DESCRIPTION OF THE TASK. Write out each entry once more so that it matches the original exactly.

DATA EXTRACTS.
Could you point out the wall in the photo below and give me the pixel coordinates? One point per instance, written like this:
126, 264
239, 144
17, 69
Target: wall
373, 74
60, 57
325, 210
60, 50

ANSWER BOX.
Could you point out the wall in the photo below and give me the pixel coordinates? One point per instance, written like this:
126, 264
239, 144
17, 69
Target: wall
373, 74
60, 57
325, 210
60, 50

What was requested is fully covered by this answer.